======== The records ========
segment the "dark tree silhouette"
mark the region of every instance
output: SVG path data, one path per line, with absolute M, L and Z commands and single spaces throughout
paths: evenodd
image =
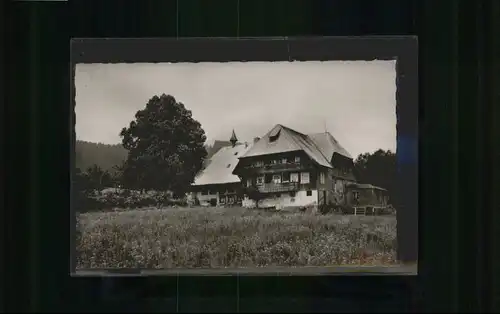
M 85 172 L 81 171 L 80 168 L 75 169 L 72 178 L 72 184 L 72 188 L 75 193 L 85 194 L 92 188 L 88 175 Z
M 106 187 L 112 186 L 112 177 L 108 171 L 104 171 L 98 165 L 89 167 L 85 173 L 89 188 L 93 191 L 101 191 Z
M 72 176 L 72 201 L 74 208 L 77 212 L 85 211 L 88 201 L 89 193 L 92 192 L 92 184 L 88 175 L 76 168 Z
M 264 198 L 264 194 L 259 191 L 255 185 L 251 185 L 244 189 L 245 194 L 249 199 L 255 202 L 255 207 L 259 208 L 259 202 Z
M 124 177 L 141 189 L 180 195 L 193 183 L 207 156 L 201 124 L 170 95 L 151 98 L 120 136 L 128 150 Z
M 387 189 L 391 199 L 395 196 L 397 187 L 396 154 L 379 149 L 372 154 L 359 155 L 354 165 L 359 182 Z

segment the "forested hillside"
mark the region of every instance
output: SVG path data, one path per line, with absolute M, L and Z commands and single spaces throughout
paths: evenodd
M 212 157 L 224 145 L 227 143 L 222 141 L 216 141 L 213 146 L 206 145 L 207 158 Z M 127 150 L 121 144 L 109 145 L 76 141 L 75 151 L 76 167 L 81 170 L 86 170 L 96 164 L 103 170 L 113 171 L 113 166 L 118 166 L 127 159 Z
M 76 167 L 81 170 L 95 164 L 103 170 L 112 171 L 113 166 L 120 165 L 127 158 L 127 150 L 121 144 L 76 141 L 75 153 Z

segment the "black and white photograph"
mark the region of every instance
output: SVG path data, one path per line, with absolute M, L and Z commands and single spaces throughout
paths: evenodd
M 76 269 L 399 265 L 396 63 L 77 63 Z

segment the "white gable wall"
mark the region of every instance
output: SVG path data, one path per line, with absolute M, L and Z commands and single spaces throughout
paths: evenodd
M 318 190 L 310 190 L 311 195 L 307 196 L 307 191 L 297 191 L 294 197 L 289 192 L 283 192 L 279 197 L 270 196 L 259 201 L 259 207 L 303 207 L 318 204 Z M 245 197 L 242 202 L 243 207 L 255 208 L 255 201 Z

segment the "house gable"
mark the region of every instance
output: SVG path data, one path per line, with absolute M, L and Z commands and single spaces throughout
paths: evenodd
M 293 151 L 304 151 L 309 158 L 320 166 L 331 168 L 330 161 L 323 155 L 316 143 L 307 135 L 275 125 L 266 135 L 259 139 L 240 159 L 279 154 Z

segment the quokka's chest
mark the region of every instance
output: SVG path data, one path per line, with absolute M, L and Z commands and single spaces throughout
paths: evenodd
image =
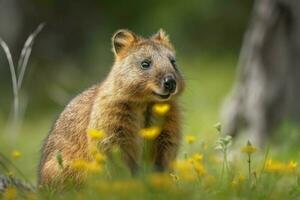
M 159 125 L 160 120 L 152 112 L 152 105 L 136 106 L 131 112 L 125 114 L 130 120 L 120 121 L 120 123 L 127 123 L 132 126 L 135 132 L 139 132 L 144 128 Z

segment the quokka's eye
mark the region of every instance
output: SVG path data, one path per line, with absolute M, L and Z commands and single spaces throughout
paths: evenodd
M 141 62 L 141 68 L 142 69 L 149 69 L 151 66 L 151 61 L 150 60 L 143 60 Z
M 171 58 L 170 62 L 171 62 L 171 65 L 174 67 L 174 69 L 177 70 L 176 60 Z

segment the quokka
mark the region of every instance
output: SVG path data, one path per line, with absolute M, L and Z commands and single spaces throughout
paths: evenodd
M 129 30 L 119 30 L 112 37 L 112 46 L 115 62 L 106 79 L 76 96 L 45 139 L 39 185 L 80 181 L 81 174 L 68 165 L 74 159 L 92 159 L 88 129 L 104 131 L 106 136 L 97 145 L 101 152 L 109 154 L 113 146 L 119 146 L 131 173 L 138 173 L 142 139 L 137 133 L 152 125 L 155 115 L 151 108 L 159 102 L 169 104 L 170 110 L 153 141 L 153 167 L 166 170 L 175 159 L 181 140 L 177 97 L 184 89 L 184 80 L 168 35 L 159 30 L 143 38 Z M 57 162 L 58 152 L 63 169 Z

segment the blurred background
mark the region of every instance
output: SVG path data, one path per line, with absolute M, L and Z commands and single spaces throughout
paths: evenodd
M 200 72 L 196 79 L 201 79 L 201 67 L 215 71 L 216 76 L 219 68 L 232 70 L 251 2 L 0 0 L 0 36 L 16 62 L 28 35 L 38 24 L 46 23 L 35 41 L 22 90 L 28 98 L 26 118 L 40 118 L 41 111 L 52 114 L 70 96 L 106 76 L 113 62 L 111 36 L 120 28 L 143 36 L 165 29 L 177 47 L 183 71 L 194 68 Z M 228 58 L 232 65 L 202 66 L 197 63 L 202 57 L 211 57 L 212 63 Z M 0 110 L 5 119 L 12 88 L 3 52 L 0 64 Z M 186 78 L 193 79 L 188 74 Z
M 16 139 L 6 128 L 13 92 L 0 49 L 0 151 L 20 150 L 17 164 L 35 179 L 43 138 L 72 97 L 107 75 L 111 36 L 120 28 L 143 36 L 166 30 L 187 80 L 184 134 L 196 135 L 199 144 L 214 142 L 213 126 L 235 80 L 252 8 L 252 0 L 0 0 L 0 37 L 15 63 L 29 34 L 46 24 L 34 41 L 20 91 L 24 115 Z

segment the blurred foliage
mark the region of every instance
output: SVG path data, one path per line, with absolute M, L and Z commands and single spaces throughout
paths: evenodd
M 110 38 L 119 28 L 144 36 L 164 28 L 177 47 L 179 63 L 203 54 L 237 56 L 251 6 L 251 0 L 3 0 L 1 21 L 7 23 L 0 23 L 0 36 L 17 60 L 29 33 L 46 22 L 25 75 L 23 98 L 28 100 L 27 114 L 31 115 L 51 112 L 103 79 L 113 62 Z M 18 28 L 12 32 L 14 25 Z M 2 51 L 0 90 L 0 112 L 7 116 L 12 92 Z

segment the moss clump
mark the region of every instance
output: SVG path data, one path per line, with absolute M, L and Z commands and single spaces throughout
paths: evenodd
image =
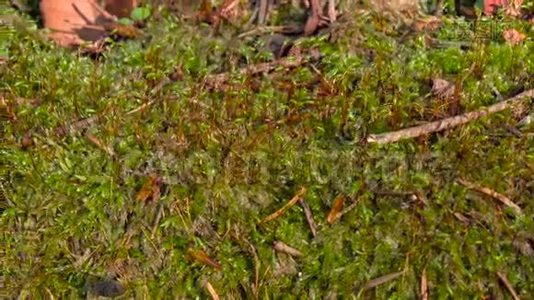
========
Requirement
All of the lines above should be copied exactly, apart from the pictures.

Result of the exercise
segment the "dark tree silhouette"
mark the region of every instance
output: SVG path data, one path per line, with absolute M, L and Z commands and single spaces throughout
paths: evenodd
image =
M 85 172 L 81 171 L 80 168 L 75 169 L 72 178 L 72 184 L 72 188 L 75 193 L 85 194 L 92 188 L 88 175 Z
M 106 187 L 112 186 L 112 177 L 108 171 L 104 171 L 98 165 L 89 167 L 85 173 L 89 188 L 93 191 L 101 191 Z
M 72 176 L 72 201 L 74 208 L 77 212 L 85 211 L 88 201 L 89 193 L 92 192 L 92 184 L 88 175 L 76 168 Z
M 264 198 L 264 194 L 259 191 L 255 185 L 251 185 L 244 189 L 245 194 L 249 199 L 255 202 L 255 207 L 259 208 L 259 202 Z
M 124 177 L 141 189 L 180 195 L 193 183 L 207 156 L 201 124 L 170 95 L 151 98 L 120 136 L 128 150 Z
M 387 189 L 391 199 L 395 196 L 397 187 L 396 154 L 379 149 L 372 154 L 359 155 L 354 165 L 359 182 Z

segment the "forested hillside"
mark the region of every instance
output: SVG path data, one path per line, with absolute M, L and Z commands and single spaces throughout
paths: evenodd
M 212 157 L 224 145 L 227 143 L 222 141 L 216 141 L 213 146 L 206 145 L 207 158 Z M 127 150 L 121 144 L 109 145 L 76 141 L 75 151 L 76 167 L 81 170 L 86 170 L 96 164 L 103 170 L 113 171 L 113 166 L 118 166 L 127 159 Z
M 76 167 L 81 170 L 95 164 L 103 170 L 112 171 L 113 166 L 120 165 L 127 158 L 127 150 L 121 144 L 76 141 L 75 153 Z

segment the "black and white photograph"
mark the region of every instance
output: SVG path data, one path per line, with absolute M, L and Z commands and single spaces throughout
paths: evenodd
M 76 269 L 399 265 L 396 63 L 77 63 Z

segment the "white gable wall"
mark the region of every instance
output: SVG path data, one path per line, with absolute M, L and Z commands and single spaces throughout
paths: evenodd
M 318 190 L 310 190 L 311 195 L 307 196 L 307 191 L 297 191 L 294 197 L 289 192 L 283 192 L 279 197 L 270 196 L 259 201 L 259 207 L 303 207 L 318 204 Z M 245 197 L 242 202 L 243 207 L 255 208 L 255 201 Z

segment the "house gable"
mark the region of every instance
output: SVG path data, one path per line, with absolute M, L and Z commands and single spaces throughout
paths: evenodd
M 293 151 L 304 151 L 309 158 L 320 166 L 331 168 L 330 161 L 323 155 L 316 143 L 307 135 L 275 125 L 266 135 L 259 139 L 240 159 L 279 154 Z

segment the quokka's chest
mark the region of every instance
output: SVG path data, one path per line, with absolute M, L and Z commands and single spaces throughout
paths: evenodd
image =
M 159 125 L 160 120 L 152 112 L 152 105 L 136 106 L 131 112 L 125 114 L 130 120 L 120 121 L 120 123 L 127 123 L 132 126 L 135 132 L 139 132 L 144 128 Z

segment the quokka's eye
mark the region of every instance
output: SVG path data, one path per line, with absolute M, L and Z commands and single spaces throughout
paths: evenodd
M 141 62 L 141 68 L 142 69 L 149 69 L 151 66 L 151 61 L 150 60 L 143 60 Z
M 171 58 L 170 62 L 171 62 L 171 65 L 174 67 L 174 69 L 177 70 L 176 60 Z

segment the quokka
mark the region of every instance
output: SVG path data, one path per line, with absolute M, L and Z commands and single spaces throughout
paths: evenodd
M 129 30 L 119 30 L 112 37 L 112 46 L 115 62 L 106 79 L 76 96 L 45 139 L 39 185 L 80 181 L 81 174 L 68 165 L 74 159 L 92 159 L 88 129 L 104 131 L 106 136 L 97 145 L 101 152 L 109 154 L 113 146 L 119 146 L 131 173 L 138 173 L 142 139 L 137 133 L 152 125 L 155 115 L 151 108 L 159 102 L 169 104 L 170 110 L 153 141 L 153 167 L 166 170 L 175 159 L 181 140 L 177 97 L 184 89 L 184 80 L 168 35 L 159 30 L 143 38 Z M 57 162 L 58 152 L 63 169 Z

segment the blurred background
mark the region of every instance
output: SVG path data, one path per line, with absolute M, L and Z commands and single spaces throughout
paths: evenodd
M 200 72 L 196 79 L 201 79 L 201 67 L 215 71 L 216 76 L 219 68 L 232 70 L 251 2 L 0 0 L 0 36 L 16 62 L 28 35 L 38 24 L 46 23 L 35 41 L 22 90 L 28 98 L 26 118 L 40 118 L 41 111 L 52 114 L 70 96 L 106 76 L 113 62 L 111 36 L 120 28 L 143 36 L 165 29 L 177 47 L 183 71 L 194 68 Z M 228 58 L 232 65 L 202 66 L 197 63 L 202 57 L 211 57 L 212 63 Z M 0 110 L 5 119 L 12 88 L 3 52 L 0 64 Z M 186 78 L 193 79 L 188 74 Z
M 16 139 L 6 128 L 13 92 L 0 49 L 0 151 L 20 150 L 17 164 L 35 179 L 43 138 L 72 97 L 107 75 L 111 36 L 120 28 L 143 36 L 166 30 L 187 80 L 184 134 L 196 135 L 199 144 L 214 142 L 213 126 L 235 80 L 252 8 L 252 0 L 0 0 L 0 37 L 15 63 L 29 34 L 46 24 L 34 41 L 20 91 L 24 115 Z

segment the blurred foliage
mark the region of every instance
output: SVG path data, one path per line, with absolute M, L and Z commands and single spaces throughout
paths: evenodd
M 110 38 L 119 28 L 144 36 L 164 28 L 177 47 L 179 63 L 203 54 L 237 56 L 251 6 L 251 0 L 3 0 L 1 21 L 7 23 L 0 23 L 0 36 L 17 60 L 29 33 L 46 22 L 25 75 L 23 98 L 28 100 L 27 114 L 31 115 L 51 112 L 103 79 L 113 62 Z M 18 28 L 12 32 L 14 25 Z M 2 51 L 0 90 L 0 112 L 7 116 L 12 92 Z

segment the moss clump
mark the region of every instance
output: SVG path data, one path per line, with absolute M, L and Z commands and single spaces throughout
paths: evenodd
image =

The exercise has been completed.